TASK
Take the line that contains "Each instance of the gravel" and every line after it in the material below, and quote them exactly.

--- Start DATA TO PROCESS ---

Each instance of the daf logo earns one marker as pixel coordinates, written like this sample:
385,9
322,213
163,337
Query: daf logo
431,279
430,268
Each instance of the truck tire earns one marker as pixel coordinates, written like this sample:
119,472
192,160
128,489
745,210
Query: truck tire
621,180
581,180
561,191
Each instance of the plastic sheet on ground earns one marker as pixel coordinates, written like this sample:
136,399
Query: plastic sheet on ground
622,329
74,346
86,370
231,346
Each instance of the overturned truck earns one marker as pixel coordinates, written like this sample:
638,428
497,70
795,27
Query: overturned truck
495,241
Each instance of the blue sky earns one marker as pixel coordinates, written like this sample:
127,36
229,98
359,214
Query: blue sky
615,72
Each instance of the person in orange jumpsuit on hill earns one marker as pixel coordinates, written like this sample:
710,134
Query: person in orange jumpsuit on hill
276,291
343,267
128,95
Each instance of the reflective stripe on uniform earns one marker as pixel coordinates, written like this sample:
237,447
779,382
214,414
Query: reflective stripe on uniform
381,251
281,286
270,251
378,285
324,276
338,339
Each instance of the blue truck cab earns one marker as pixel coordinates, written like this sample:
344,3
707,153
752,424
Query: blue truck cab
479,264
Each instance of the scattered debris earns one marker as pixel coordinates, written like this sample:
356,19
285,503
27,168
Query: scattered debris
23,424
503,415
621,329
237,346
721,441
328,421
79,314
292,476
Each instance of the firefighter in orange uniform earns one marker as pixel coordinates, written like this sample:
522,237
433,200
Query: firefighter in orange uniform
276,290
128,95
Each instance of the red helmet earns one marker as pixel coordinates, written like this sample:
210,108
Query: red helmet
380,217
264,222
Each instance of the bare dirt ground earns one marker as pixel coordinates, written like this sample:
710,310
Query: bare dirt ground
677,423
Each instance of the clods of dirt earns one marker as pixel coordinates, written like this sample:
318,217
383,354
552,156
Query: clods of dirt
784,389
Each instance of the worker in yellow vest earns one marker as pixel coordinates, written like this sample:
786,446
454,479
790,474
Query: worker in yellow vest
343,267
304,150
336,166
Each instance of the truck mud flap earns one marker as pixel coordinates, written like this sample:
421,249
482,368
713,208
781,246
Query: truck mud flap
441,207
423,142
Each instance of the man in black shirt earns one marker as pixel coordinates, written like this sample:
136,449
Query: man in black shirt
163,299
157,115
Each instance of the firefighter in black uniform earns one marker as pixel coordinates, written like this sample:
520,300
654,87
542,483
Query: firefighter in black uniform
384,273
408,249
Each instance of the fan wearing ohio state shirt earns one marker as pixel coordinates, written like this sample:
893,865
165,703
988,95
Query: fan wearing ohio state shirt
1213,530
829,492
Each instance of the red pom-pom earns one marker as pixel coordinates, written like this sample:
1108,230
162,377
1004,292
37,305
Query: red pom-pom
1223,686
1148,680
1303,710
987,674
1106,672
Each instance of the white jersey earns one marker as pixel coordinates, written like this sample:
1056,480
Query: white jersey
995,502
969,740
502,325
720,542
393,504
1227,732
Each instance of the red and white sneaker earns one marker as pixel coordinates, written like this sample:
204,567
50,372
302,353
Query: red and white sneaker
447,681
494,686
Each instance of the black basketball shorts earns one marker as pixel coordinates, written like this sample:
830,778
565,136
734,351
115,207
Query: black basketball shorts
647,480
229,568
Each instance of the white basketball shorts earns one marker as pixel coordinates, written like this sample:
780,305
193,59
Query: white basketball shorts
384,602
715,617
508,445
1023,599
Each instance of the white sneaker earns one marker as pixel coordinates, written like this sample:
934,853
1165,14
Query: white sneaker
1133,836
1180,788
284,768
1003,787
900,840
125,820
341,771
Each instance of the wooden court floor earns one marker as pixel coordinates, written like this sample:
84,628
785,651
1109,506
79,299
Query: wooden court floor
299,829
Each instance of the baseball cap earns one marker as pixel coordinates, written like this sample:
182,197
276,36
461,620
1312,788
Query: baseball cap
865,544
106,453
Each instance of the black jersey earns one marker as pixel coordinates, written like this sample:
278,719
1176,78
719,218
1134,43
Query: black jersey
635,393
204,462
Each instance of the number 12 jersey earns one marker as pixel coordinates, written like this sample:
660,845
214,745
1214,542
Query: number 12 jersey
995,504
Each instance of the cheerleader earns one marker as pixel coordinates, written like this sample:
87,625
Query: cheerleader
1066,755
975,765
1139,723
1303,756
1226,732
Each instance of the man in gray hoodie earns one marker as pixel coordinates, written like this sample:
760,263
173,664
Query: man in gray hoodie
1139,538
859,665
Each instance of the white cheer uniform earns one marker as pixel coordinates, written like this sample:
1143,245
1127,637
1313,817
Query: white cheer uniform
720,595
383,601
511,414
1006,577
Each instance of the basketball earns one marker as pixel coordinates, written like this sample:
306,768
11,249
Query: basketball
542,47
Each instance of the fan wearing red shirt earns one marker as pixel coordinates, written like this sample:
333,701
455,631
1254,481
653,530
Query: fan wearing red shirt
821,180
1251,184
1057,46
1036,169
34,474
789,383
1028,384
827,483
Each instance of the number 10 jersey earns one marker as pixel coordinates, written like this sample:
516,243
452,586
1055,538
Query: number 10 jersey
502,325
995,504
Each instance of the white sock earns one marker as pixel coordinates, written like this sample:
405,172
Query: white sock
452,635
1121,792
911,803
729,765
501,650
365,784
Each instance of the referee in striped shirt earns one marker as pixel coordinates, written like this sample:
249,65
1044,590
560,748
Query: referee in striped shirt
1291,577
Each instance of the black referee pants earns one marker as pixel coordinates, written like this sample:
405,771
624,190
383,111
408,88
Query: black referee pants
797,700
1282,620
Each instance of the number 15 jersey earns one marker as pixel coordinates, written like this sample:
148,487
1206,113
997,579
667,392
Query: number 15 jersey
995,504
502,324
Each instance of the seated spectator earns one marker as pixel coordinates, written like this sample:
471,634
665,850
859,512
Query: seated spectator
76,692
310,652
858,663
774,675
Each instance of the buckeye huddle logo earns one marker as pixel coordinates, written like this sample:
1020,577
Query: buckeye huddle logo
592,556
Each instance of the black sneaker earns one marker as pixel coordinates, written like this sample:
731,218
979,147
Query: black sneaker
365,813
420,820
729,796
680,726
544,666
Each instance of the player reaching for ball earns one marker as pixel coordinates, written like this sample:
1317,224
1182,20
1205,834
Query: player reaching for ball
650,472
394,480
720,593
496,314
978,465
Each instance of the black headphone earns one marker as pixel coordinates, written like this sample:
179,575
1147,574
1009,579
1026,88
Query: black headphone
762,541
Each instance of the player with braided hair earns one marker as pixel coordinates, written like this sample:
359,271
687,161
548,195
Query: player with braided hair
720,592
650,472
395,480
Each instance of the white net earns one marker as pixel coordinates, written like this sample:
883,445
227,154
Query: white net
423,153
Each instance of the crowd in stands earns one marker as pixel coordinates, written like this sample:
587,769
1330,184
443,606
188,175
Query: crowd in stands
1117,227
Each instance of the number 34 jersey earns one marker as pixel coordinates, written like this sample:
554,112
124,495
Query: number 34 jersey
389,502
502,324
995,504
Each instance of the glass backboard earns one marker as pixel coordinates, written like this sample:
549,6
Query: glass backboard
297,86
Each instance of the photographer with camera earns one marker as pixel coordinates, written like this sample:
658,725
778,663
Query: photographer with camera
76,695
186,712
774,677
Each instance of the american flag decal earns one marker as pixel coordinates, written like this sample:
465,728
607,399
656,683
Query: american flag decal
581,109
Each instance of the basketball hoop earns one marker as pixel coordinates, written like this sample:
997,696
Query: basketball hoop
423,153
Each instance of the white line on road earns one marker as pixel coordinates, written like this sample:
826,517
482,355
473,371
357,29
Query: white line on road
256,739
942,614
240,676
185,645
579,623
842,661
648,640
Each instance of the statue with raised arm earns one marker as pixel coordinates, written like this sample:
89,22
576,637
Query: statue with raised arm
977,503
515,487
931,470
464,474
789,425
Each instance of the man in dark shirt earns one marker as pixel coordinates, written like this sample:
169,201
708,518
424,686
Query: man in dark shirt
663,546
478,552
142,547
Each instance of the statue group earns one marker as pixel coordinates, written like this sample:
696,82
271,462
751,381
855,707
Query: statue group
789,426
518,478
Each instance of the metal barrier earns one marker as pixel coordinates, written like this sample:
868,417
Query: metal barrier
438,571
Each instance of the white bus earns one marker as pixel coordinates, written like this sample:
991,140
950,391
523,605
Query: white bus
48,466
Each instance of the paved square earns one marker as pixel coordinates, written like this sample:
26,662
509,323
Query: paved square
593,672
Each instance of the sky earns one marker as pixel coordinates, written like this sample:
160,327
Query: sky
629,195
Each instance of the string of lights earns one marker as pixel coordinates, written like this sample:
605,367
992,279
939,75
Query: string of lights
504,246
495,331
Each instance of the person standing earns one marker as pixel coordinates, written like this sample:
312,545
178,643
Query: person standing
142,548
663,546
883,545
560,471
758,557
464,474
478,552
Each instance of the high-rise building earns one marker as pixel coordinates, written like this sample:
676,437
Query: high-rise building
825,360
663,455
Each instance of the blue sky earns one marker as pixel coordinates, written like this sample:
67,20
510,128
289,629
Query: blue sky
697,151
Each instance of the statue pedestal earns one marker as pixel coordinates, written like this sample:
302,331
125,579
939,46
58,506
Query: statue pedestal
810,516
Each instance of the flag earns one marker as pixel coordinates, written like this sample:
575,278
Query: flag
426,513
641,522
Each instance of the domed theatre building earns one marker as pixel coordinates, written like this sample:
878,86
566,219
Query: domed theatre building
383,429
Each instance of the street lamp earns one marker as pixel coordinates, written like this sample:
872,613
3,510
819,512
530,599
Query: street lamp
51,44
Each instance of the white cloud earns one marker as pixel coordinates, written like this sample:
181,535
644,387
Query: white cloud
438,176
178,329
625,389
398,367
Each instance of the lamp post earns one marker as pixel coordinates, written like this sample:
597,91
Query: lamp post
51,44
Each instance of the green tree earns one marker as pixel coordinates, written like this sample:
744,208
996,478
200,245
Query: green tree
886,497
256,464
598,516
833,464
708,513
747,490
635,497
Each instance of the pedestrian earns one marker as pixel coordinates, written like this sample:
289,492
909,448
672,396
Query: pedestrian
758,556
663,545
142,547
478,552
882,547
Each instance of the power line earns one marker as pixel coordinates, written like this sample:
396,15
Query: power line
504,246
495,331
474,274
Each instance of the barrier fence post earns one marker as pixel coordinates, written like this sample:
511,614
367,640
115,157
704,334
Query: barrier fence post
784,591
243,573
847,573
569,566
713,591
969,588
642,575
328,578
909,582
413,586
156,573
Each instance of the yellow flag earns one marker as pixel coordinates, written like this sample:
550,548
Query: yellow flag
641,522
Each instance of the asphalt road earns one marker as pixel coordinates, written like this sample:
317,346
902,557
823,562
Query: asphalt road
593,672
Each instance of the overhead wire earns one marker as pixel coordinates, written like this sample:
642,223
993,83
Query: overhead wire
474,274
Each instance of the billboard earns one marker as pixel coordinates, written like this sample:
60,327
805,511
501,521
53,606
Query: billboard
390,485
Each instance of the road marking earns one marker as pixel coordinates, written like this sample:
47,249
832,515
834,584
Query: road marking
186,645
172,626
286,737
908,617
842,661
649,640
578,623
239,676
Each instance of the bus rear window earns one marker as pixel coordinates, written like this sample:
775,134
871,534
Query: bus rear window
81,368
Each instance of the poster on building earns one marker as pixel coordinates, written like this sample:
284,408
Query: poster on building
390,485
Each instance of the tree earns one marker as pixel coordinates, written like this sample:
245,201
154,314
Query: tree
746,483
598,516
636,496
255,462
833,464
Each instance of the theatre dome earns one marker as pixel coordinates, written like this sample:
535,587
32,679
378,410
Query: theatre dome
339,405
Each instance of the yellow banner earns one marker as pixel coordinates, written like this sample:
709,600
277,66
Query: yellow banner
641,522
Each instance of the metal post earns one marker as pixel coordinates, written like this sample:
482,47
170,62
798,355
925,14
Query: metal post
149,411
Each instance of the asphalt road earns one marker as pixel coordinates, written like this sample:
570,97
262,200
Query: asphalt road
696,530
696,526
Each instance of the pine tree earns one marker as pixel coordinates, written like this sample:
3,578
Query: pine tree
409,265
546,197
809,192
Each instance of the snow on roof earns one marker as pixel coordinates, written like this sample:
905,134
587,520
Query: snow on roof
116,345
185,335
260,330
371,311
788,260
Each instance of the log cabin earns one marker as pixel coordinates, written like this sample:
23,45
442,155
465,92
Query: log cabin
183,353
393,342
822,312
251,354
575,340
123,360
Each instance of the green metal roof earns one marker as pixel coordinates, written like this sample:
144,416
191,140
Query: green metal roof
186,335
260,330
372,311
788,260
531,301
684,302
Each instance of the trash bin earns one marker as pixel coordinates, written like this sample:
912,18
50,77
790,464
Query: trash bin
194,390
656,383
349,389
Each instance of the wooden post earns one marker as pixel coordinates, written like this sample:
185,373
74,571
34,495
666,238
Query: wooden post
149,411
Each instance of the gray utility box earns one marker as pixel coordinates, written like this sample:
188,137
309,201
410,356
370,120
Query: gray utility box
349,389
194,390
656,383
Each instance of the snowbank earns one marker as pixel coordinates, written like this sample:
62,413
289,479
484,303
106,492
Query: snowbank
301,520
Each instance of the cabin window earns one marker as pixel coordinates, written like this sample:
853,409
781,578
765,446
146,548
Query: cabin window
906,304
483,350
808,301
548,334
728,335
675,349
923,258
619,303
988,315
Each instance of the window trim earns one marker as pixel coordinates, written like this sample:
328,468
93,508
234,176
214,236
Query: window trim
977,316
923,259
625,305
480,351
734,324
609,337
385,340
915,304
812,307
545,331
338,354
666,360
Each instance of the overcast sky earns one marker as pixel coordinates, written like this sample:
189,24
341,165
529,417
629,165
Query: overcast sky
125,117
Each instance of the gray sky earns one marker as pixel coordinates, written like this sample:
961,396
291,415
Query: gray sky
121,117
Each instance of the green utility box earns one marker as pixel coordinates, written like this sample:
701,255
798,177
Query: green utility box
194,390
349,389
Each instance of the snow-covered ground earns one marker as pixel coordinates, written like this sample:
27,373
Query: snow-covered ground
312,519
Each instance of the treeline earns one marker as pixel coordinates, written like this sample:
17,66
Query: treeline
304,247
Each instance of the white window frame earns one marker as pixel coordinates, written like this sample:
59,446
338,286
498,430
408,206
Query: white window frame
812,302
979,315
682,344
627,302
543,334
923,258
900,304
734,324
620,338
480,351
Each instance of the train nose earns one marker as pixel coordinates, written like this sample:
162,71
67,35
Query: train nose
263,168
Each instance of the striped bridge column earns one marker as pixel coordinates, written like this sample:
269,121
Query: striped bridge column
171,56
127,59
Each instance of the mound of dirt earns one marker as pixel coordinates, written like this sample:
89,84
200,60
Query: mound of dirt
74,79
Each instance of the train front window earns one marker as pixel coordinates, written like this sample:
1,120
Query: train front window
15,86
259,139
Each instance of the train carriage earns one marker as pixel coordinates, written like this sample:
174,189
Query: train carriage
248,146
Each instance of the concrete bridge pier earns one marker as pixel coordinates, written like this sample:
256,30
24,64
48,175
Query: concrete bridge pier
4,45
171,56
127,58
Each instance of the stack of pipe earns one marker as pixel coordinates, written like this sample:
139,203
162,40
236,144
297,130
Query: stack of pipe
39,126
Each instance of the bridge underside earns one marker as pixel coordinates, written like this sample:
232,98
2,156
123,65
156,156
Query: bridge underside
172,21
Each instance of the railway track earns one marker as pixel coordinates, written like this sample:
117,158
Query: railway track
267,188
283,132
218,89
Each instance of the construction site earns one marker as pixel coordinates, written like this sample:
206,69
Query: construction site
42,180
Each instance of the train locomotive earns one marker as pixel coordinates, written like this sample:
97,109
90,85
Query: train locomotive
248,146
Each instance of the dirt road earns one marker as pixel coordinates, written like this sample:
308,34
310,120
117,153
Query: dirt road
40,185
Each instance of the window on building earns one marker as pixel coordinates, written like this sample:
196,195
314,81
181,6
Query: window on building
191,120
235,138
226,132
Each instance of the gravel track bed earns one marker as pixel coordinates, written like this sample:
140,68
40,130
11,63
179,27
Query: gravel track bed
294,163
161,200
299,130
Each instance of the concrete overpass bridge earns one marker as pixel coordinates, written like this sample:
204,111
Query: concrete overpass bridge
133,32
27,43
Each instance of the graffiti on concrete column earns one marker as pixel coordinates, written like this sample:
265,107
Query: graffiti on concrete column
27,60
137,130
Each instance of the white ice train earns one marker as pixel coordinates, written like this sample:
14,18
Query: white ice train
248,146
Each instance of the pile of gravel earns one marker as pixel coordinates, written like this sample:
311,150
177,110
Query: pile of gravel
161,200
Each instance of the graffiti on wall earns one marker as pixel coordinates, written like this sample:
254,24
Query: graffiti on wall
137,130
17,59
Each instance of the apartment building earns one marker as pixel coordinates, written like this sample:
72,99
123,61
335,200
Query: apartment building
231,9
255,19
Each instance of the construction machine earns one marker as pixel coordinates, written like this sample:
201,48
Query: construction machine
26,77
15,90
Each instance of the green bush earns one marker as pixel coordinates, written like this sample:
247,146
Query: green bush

--- End DATA TO PROCESS ---

OUTPUT FOR THIS TASK
Each instance of the gravel track bed earns one marker as pixel coordinates, written like this sample:
140,68
40,130
11,63
179,27
Query: gravel track bed
294,163
161,200
299,130
Each instance of the concrete overpass bridge earns one marker as pixel coordinates, written like this sample:
204,111
Query: concrete overpass bridge
133,32
27,43
Each instance of the graffiti on concrete column earns one marker as pixel coordinates, written like this sample:
265,107
Query: graffiti on concrete column
27,60
137,130
Each instance of the white ice train earns one marker as pixel coordinates, written like this sample:
14,18
Query: white ice train
248,146
Each instance of the pile of gravel earns one marker as pixel coordinates, written like this sample:
311,150
177,110
Query: pile of gravel
161,200
Each instance of the graffiti on wall earns one marker as pixel coordinates, written like this sample:
254,24
Query: graffiti on wall
137,130
17,59
Each instance of the apartment building earns one marker as pixel coordinates, written like this sample:
72,99
123,61
335,200
Query: apartment building
231,9
255,19
Each instance of the construction machine earns one marker as pixel coordinates, written like this sample:
201,48
Query: construction machine
26,77
15,90
Each instance of the green bush earns one marker as pixel coordinates, written like this sample:
247,146
Query: green bush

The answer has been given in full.